→ **TASK ITEM**
The entries below contain a line with "find fox right" and a line with "find fox shadow". Quote exactly those two lines and all lines between them.

[Records drawn from a dataset]
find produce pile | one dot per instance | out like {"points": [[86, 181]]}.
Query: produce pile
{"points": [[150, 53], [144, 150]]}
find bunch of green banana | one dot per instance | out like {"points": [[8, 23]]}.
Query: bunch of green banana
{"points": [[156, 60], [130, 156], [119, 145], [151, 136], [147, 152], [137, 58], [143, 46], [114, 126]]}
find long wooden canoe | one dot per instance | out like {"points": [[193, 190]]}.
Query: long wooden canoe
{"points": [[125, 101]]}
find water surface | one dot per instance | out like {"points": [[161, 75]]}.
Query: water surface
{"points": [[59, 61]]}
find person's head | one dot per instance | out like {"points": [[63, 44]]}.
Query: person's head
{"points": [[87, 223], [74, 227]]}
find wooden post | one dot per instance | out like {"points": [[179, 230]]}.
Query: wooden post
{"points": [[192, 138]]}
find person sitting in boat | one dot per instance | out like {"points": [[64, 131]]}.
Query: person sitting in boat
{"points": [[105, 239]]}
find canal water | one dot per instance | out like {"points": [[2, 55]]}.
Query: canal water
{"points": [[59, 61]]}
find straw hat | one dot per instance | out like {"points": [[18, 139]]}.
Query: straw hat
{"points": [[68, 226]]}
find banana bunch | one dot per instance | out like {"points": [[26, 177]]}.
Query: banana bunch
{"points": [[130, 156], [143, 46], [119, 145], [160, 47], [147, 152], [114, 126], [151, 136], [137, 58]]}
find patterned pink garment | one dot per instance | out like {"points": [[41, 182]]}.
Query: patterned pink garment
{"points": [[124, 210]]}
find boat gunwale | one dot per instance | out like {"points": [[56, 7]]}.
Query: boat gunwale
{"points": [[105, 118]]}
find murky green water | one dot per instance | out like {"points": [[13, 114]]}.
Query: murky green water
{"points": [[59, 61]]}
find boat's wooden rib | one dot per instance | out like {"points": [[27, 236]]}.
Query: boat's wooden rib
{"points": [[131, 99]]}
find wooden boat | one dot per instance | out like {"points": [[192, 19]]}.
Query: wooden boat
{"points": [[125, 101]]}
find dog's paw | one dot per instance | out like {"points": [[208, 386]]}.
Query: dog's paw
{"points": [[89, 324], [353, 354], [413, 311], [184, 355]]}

...

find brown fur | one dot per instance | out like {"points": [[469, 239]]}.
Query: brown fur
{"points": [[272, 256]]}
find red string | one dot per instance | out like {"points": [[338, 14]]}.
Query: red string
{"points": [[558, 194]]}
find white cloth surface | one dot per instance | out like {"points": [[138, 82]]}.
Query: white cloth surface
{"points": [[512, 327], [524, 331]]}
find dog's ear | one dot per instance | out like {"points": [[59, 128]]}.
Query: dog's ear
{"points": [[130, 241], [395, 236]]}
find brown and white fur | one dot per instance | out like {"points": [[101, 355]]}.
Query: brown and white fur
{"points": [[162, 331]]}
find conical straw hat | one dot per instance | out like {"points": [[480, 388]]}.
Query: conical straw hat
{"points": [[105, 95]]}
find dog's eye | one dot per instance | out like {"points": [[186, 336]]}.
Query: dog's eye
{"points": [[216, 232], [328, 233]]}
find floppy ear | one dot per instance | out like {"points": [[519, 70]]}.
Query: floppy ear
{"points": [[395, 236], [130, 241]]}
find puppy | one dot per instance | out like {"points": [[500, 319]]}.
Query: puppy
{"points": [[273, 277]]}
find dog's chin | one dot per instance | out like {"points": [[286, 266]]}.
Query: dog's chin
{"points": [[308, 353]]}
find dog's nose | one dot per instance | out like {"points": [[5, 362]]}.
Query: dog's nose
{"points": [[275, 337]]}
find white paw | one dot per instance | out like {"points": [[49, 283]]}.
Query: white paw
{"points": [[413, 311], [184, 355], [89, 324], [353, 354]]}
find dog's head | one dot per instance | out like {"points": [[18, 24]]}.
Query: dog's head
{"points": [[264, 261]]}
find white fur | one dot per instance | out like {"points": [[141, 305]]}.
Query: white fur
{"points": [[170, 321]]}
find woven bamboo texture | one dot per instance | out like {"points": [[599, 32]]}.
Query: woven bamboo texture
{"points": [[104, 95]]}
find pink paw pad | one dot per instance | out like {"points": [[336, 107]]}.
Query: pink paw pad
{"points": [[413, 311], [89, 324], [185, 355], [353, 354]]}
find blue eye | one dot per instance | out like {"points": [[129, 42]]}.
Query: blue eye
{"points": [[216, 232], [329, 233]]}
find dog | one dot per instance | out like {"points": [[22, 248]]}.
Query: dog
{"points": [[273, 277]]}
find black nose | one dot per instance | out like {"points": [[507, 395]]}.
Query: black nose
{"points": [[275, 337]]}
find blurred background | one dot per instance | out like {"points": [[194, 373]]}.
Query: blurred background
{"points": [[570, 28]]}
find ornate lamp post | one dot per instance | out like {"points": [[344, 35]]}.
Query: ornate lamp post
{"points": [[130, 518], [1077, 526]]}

---

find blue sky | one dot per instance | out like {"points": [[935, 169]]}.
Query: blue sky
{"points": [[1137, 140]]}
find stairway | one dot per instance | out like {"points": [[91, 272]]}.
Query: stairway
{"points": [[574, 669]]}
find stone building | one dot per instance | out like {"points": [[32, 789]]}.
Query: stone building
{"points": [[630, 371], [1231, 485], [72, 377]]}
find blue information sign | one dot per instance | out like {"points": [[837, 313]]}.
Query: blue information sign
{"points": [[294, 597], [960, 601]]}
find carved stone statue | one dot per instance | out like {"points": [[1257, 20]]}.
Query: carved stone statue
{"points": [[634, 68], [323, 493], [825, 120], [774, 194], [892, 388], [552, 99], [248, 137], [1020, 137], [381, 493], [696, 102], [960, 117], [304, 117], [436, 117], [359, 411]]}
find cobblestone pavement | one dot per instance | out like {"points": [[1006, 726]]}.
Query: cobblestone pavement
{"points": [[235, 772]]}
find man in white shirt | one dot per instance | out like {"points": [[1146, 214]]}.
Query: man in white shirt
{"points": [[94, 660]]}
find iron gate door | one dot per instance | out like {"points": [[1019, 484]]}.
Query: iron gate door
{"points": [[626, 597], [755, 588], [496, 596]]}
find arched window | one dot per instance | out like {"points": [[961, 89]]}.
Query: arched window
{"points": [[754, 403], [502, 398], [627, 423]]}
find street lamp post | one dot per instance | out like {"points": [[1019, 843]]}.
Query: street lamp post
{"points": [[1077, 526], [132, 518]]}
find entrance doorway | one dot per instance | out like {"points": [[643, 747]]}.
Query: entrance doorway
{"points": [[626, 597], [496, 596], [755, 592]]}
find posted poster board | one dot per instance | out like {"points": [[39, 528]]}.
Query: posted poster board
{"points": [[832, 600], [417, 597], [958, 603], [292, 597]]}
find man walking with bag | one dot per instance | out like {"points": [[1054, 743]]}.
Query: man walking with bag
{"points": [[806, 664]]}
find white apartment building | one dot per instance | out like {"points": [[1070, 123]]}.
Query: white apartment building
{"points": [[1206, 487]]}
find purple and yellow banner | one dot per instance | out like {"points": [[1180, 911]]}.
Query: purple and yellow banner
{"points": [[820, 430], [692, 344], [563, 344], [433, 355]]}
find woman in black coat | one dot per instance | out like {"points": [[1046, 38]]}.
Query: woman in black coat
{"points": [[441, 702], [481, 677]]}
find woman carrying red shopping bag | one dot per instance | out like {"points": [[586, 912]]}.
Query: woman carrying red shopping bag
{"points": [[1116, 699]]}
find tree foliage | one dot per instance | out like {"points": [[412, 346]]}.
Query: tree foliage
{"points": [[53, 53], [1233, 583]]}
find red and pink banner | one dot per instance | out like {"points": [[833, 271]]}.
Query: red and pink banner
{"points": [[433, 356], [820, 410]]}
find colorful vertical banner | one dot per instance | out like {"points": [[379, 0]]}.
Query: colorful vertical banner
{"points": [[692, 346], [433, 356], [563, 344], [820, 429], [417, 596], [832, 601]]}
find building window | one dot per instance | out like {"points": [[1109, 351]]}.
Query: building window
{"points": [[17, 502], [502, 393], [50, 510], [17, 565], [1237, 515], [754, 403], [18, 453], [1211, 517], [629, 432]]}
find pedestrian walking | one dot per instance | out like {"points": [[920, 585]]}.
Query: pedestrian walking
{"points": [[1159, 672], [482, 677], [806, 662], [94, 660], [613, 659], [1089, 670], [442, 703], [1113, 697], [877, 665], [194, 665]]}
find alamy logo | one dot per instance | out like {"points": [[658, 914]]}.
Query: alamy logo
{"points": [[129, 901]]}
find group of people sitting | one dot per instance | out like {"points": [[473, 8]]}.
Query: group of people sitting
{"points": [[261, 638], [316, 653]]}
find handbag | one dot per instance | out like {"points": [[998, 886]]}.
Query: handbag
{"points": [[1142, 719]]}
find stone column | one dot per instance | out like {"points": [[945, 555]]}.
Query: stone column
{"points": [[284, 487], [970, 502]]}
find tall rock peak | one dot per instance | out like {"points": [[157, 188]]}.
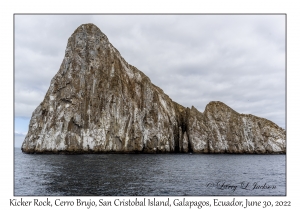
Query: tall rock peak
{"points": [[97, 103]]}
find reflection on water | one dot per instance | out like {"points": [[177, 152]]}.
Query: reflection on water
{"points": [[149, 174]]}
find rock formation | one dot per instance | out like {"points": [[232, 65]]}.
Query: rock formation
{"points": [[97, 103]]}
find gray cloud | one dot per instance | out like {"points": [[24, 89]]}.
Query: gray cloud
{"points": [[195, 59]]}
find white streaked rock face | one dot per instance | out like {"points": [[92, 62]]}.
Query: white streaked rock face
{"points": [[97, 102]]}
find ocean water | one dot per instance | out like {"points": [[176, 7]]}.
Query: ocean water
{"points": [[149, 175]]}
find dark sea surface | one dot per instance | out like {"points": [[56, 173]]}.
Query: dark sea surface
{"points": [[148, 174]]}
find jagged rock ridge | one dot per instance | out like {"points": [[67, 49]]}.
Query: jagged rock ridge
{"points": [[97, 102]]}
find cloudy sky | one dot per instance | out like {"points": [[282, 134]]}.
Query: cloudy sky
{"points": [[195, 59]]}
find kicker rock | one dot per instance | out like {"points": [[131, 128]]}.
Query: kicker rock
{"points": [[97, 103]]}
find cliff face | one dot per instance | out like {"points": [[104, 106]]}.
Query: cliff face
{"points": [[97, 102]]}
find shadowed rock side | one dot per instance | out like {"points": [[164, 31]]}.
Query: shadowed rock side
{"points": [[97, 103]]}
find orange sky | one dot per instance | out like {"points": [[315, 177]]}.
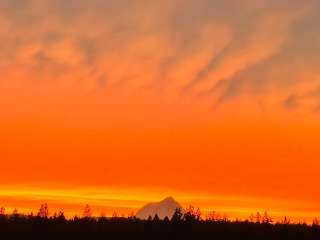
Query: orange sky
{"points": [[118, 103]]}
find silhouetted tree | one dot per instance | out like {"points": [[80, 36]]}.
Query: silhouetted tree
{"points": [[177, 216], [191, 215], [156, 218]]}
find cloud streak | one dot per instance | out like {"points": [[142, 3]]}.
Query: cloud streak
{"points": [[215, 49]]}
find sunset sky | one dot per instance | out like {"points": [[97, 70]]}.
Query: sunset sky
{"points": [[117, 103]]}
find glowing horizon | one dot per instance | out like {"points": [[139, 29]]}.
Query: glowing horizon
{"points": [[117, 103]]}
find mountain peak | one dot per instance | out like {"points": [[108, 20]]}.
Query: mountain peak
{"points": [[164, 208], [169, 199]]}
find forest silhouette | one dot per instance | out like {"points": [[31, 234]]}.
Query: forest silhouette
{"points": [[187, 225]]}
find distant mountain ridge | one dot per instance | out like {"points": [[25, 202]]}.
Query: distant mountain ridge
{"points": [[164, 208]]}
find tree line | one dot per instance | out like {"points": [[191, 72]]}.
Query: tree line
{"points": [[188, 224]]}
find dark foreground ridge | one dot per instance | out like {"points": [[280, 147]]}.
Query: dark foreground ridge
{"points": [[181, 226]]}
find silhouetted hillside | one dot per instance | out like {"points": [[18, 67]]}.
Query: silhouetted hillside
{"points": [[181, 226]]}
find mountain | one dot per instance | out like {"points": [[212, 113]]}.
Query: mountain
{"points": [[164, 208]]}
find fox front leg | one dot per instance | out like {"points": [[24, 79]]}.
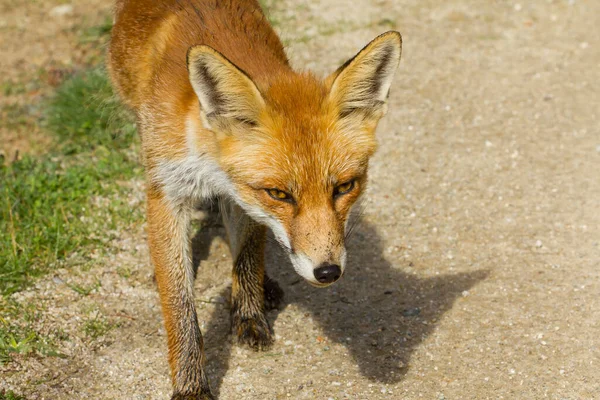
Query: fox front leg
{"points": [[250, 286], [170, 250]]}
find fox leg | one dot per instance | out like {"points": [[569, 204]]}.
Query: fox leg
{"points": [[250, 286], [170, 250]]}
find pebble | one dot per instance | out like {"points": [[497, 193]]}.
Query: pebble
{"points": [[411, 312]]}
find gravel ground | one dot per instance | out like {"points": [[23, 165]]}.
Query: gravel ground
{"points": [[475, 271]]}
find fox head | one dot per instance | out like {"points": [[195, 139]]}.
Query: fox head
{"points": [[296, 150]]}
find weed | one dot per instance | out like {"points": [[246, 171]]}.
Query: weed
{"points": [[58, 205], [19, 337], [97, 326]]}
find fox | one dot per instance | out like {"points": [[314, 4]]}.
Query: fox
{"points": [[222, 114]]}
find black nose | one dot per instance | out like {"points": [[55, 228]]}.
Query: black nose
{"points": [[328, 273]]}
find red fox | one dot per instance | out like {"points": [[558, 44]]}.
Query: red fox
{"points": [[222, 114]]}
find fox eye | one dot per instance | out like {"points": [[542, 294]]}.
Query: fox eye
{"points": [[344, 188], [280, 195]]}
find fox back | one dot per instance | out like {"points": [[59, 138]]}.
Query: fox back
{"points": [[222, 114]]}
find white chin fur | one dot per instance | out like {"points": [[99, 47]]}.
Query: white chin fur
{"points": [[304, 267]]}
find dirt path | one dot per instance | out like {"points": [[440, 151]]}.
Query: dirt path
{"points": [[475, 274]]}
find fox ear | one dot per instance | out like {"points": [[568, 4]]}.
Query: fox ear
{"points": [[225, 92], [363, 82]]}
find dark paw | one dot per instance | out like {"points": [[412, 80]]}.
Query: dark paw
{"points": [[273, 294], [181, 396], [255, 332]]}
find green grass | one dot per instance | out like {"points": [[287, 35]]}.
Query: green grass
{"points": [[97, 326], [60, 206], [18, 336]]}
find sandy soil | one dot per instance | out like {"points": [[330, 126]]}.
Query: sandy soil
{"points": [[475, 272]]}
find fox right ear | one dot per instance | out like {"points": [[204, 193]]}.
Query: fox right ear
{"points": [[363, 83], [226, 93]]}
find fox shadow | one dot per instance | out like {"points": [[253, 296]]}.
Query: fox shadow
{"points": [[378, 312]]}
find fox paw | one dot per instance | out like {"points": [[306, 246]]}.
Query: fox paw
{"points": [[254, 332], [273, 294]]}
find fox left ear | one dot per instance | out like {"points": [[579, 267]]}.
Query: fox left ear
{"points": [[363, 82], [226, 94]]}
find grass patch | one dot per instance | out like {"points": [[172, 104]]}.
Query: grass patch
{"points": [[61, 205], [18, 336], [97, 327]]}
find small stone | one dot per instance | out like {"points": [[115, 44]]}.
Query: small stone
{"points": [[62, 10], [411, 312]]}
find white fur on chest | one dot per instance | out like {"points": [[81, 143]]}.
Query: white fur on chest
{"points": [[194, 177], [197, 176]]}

→ **RESULT OF THE EXERCISE**
find fox right ear | one dot per instance | out like {"points": [[204, 193]]}.
Query: fox right ear
{"points": [[363, 83], [226, 93]]}
find fox shadow | one dot per instance | out like {"points": [[253, 296]]}.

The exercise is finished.